(Saved entries)
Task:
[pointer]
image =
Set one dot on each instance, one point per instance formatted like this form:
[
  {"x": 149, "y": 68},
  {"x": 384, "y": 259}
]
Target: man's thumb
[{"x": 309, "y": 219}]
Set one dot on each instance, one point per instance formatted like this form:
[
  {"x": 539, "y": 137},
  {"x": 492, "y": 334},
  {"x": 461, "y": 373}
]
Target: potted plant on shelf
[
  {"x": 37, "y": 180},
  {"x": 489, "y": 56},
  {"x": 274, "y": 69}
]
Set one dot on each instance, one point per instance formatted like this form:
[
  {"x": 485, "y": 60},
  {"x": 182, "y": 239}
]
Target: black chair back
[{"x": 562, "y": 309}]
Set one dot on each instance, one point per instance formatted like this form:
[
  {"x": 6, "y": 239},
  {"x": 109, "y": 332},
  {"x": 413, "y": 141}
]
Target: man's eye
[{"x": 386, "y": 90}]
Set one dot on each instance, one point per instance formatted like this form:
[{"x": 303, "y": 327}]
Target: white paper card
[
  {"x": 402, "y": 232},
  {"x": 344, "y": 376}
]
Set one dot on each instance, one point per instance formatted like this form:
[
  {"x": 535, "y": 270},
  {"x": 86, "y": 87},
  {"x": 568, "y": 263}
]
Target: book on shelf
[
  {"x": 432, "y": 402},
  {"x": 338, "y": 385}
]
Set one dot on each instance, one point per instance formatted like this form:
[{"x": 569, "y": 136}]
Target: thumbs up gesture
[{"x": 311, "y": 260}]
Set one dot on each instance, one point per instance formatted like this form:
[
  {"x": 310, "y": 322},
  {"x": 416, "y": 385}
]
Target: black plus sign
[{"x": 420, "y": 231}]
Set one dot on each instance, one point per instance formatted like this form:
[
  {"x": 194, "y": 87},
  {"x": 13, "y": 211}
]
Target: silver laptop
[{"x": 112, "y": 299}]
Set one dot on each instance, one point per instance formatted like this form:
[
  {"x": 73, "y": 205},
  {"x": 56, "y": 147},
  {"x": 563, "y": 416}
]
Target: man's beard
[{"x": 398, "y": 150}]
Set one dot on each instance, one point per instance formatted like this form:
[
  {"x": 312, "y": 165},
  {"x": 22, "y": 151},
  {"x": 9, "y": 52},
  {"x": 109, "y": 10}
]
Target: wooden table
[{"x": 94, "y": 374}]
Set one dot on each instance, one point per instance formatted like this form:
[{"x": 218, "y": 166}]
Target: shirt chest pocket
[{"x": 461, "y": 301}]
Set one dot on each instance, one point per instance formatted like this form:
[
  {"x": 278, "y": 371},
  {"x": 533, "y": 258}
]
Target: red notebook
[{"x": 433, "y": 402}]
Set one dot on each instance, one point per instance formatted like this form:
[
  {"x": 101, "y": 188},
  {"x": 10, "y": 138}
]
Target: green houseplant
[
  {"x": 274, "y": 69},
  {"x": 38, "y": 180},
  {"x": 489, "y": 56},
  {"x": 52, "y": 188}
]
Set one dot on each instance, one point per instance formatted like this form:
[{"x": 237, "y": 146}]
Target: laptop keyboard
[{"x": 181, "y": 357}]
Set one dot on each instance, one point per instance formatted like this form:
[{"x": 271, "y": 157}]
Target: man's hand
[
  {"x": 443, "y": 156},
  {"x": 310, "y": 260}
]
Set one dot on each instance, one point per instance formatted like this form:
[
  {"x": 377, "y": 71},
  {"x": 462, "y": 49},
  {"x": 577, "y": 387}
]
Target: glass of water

ABOUT THIS EXERCISE:
Set down each entry again, exactly as written.

RESPONSE BELOW:
Task:
[pointer]
image =
Set one dot on each instance, one point per instance formatted like this form:
[
  {"x": 149, "y": 68},
  {"x": 384, "y": 259}
]
Target: man's thumb
[{"x": 309, "y": 219}]
Set one dot on each instance, one point per instance formatted like this form:
[
  {"x": 539, "y": 137},
  {"x": 492, "y": 334},
  {"x": 461, "y": 373}
]
Target: potted plant on shelf
[
  {"x": 37, "y": 180},
  {"x": 489, "y": 56},
  {"x": 274, "y": 69}
]
Set one dot on each instance, one point per instance formatted like this form:
[
  {"x": 485, "y": 60},
  {"x": 182, "y": 239}
]
Target: black chair back
[{"x": 562, "y": 309}]
Set one dot on each instance, one point per instance formatted like this form:
[
  {"x": 6, "y": 239},
  {"x": 109, "y": 332},
  {"x": 413, "y": 141}
]
Target: man's eye
[{"x": 386, "y": 90}]
Set one dot on each instance, one point per instance formatted like this form:
[{"x": 303, "y": 327}]
Target: white paper card
[
  {"x": 402, "y": 232},
  {"x": 344, "y": 376}
]
Set one dot on each instance, one point per instance formatted like this form:
[
  {"x": 535, "y": 270},
  {"x": 86, "y": 87},
  {"x": 568, "y": 263}
]
Target: book on shelf
[
  {"x": 432, "y": 402},
  {"x": 338, "y": 385}
]
Set one dot on each instance, one point per instance formatted like this form:
[{"x": 569, "y": 136}]
Target: thumbs up gesture
[{"x": 311, "y": 260}]
Set one dot on each instance, one point per instance formatted like this form:
[
  {"x": 310, "y": 322},
  {"x": 416, "y": 385}
]
Target: black plus sign
[{"x": 420, "y": 231}]
Set one dot on each instance, one point per instance formatted like this form:
[
  {"x": 194, "y": 87},
  {"x": 13, "y": 211}
]
Target: silver laptop
[{"x": 112, "y": 299}]
Set one dot on each instance, one point per instance formatted like this form:
[
  {"x": 73, "y": 205},
  {"x": 56, "y": 147},
  {"x": 563, "y": 416}
]
Target: man's beard
[{"x": 398, "y": 150}]
Set one dot on each instance, one point per instance formatted like this form:
[
  {"x": 312, "y": 165},
  {"x": 22, "y": 151},
  {"x": 9, "y": 52},
  {"x": 109, "y": 10}
]
Target: wooden table
[{"x": 94, "y": 374}]
Set one dot on each instance, one point per instance formatted like this form:
[{"x": 218, "y": 166}]
Target: shirt chest pocket
[{"x": 461, "y": 301}]
Set one dot on each instance, one point per instance formatted like this form:
[
  {"x": 278, "y": 371},
  {"x": 533, "y": 258}
]
Target: red notebook
[{"x": 433, "y": 402}]
Set one dot on each instance, one point per instance formatted like this form:
[
  {"x": 101, "y": 188},
  {"x": 10, "y": 138}
]
Target: green houseplant
[
  {"x": 274, "y": 69},
  {"x": 38, "y": 180},
  {"x": 489, "y": 56},
  {"x": 52, "y": 188}
]
Set one dot on each instance, one point per instance formatted like this form:
[{"x": 237, "y": 146}]
Target: laptop keyboard
[{"x": 181, "y": 357}]
Set one dot on each instance, one point per instance formatted like this form:
[{"x": 271, "y": 157}]
Target: man's hand
[
  {"x": 443, "y": 156},
  {"x": 310, "y": 260}
]
Set one dot on each instance, one point per instance formatted like this form:
[
  {"x": 377, "y": 71},
  {"x": 462, "y": 49},
  {"x": 577, "y": 387}
]
Target: glass of water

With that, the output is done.